-- START OF Given records --

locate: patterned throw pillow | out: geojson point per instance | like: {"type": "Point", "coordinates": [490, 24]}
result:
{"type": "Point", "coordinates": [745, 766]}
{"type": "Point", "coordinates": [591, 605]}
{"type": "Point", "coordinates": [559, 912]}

-- END OF Given records --

Format the records as a two-column CSV with the headers input and output. Give one row per record, holding its text and its answer, and put each value in one quoted field with any line breaks changed to spaces.

§ The completed task
input,output
"locate: patterned throw pillow | out: geojson point per instance | like: {""type"": ""Point"", ""coordinates"": [490, 24]} result:","{""type"": ""Point"", ""coordinates"": [745, 766]} {""type"": ""Point"", ""coordinates"": [591, 605]} {""type"": ""Point"", ""coordinates"": [559, 912]}"